**Lesetext**:
::::::

© JUNGE FREIHEIT Verlag GmbH & Co. www.jungefreiheit.de 15/18 / 06. April 2018

Lizenzen zum Töten
Eine Übersicht der bekanntesten Geheimdienste: Gibt es die fiktive Erlaubnis für James Bond, feindliche Agenten zu beseitigen, in der Wirklichkeit?
Marc Zoellner

Der heimtückische Mordversuch an Sergej Skripal schlägt ungeahnt hohe Wellen: Zwar ist noch immer ungeklärt, wer die Nervengiftattacke auf den russischen Ex-Agenten und seine 33jährige Tochter Julia Anfang März im englischen Salisbury zu verantworten hat. Dennoch ließ die Antwort der Londoner Regierung und ihrer Verbündeten nur wenige Tage auf sich warten. Gleich 17 EU-Mitgliedsstaaten – Österreich nicht – haben mittlerweile damit begonnen, russisches Botschaftspersonal auszuweisen. 

Auch die Vereinigten Staaten kündigten gut hundert russischen Diplomaten deren Aufenthaltsgenehmigung, während Polen vergangene Woche medienwirksam einen mutmaßlichen Agenten verhaften ließ – einen mit „Zugang zu zentralen Informationen zu Energieprojekten, welche die polnische Regierung betreibt“, wie Warschau verlauten ließ.

::::::

**Datensätze**:

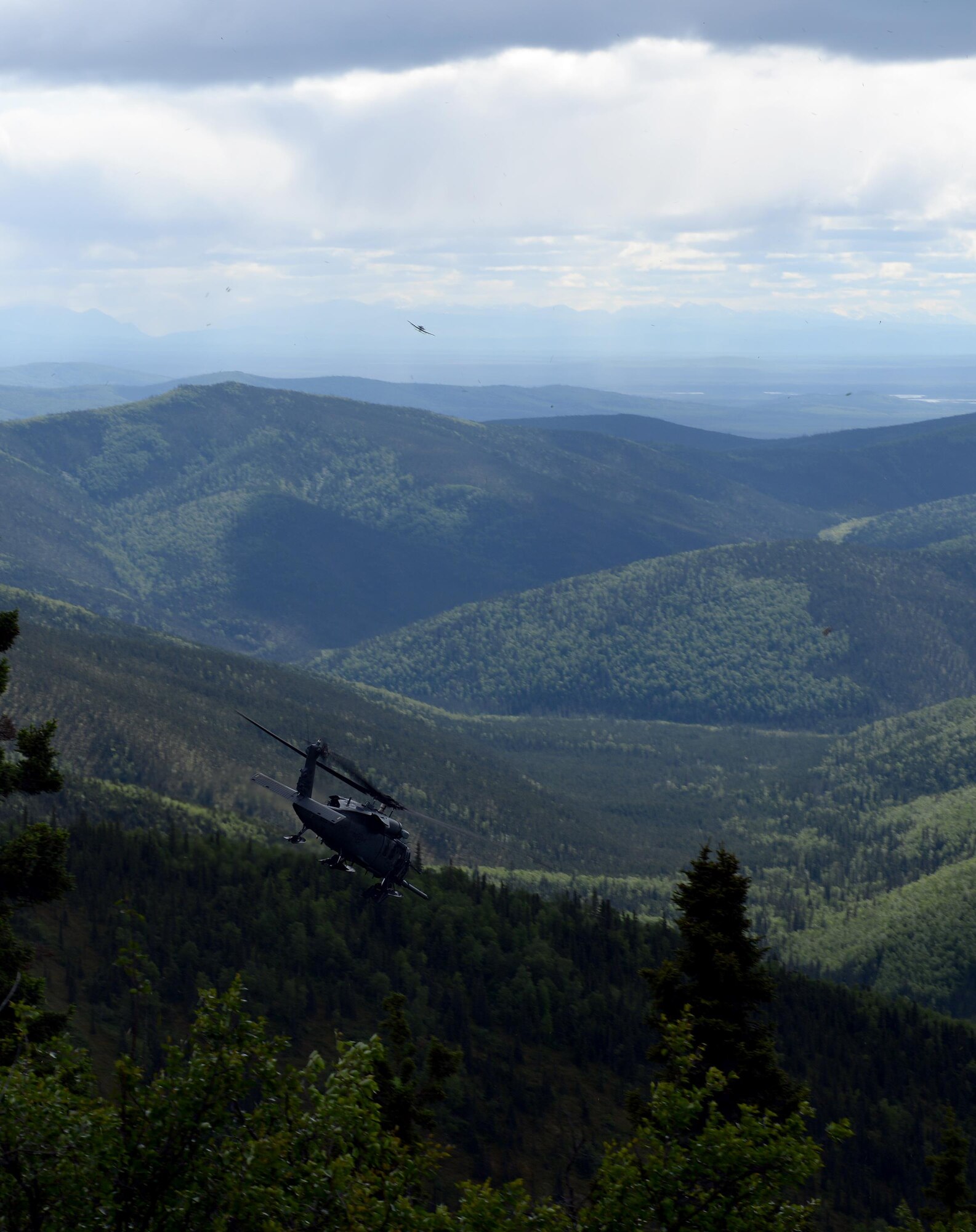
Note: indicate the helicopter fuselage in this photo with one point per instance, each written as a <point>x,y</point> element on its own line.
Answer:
<point>361,836</point>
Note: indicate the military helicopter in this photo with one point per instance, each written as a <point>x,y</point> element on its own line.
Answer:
<point>359,835</point>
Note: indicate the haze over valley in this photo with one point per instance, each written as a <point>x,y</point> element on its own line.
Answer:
<point>555,429</point>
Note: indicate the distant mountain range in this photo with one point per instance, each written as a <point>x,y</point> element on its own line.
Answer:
<point>738,401</point>
<point>493,567</point>
<point>757,374</point>
<point>284,523</point>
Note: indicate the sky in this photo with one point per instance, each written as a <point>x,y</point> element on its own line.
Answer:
<point>189,164</point>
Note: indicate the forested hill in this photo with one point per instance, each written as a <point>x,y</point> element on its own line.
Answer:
<point>727,635</point>
<point>279,523</point>
<point>940,522</point>
<point>544,1000</point>
<point>858,472</point>
<point>861,847</point>
<point>646,429</point>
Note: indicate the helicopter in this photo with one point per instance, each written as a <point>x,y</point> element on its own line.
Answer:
<point>368,836</point>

::::::

**Übungsaufgaben**:
a) Übersetze den folgenden Satz aus dem Lesetext ins Englische: „Dennoch ließ die Antwort der Londoner Regierung und ihrer Verbündeten nur wenige Tage auf sich warten.“
b) Drucke aus dem Lesetext alles von „Lizenzen zum Töten“ bis hinunter zu „russisches Botschaftspersonal auszuweisen.“ unverändert ab.

**Lösungen**:
a) Nevertheless, the London government and its allies took only a few days to respond.

b)
Lizenzen zum Töten
Eine Übersicht der bekanntesten Geheimdienste: Gibt es die fiktive Erlaubnis für James Bond, feindliche Agenten zu beseitigen, in der Wirklichkeit?
Marc Zoellner

Der heimtückische Mordversuch an Sergej Skripal schlägt ungeahnt hohe Wellen: Zwar ist noch immer ungeklärt, wer die Nervengiftattacke auf den russischen Ex-Agenten und seine 33jährige Tochter Julia Anfang März im englischen Salisbury zu verantworten hat. Dennoch ließ die Antwort der Londoner Regierung und ihrer Verbündeten nur wenige Tage auf sich warten. Gleich 17 EU-Mitgliedsstaaten – Österreich nicht – haben mittlerweile damit begonnen, russisches Botschaftspersonal auszuweisen.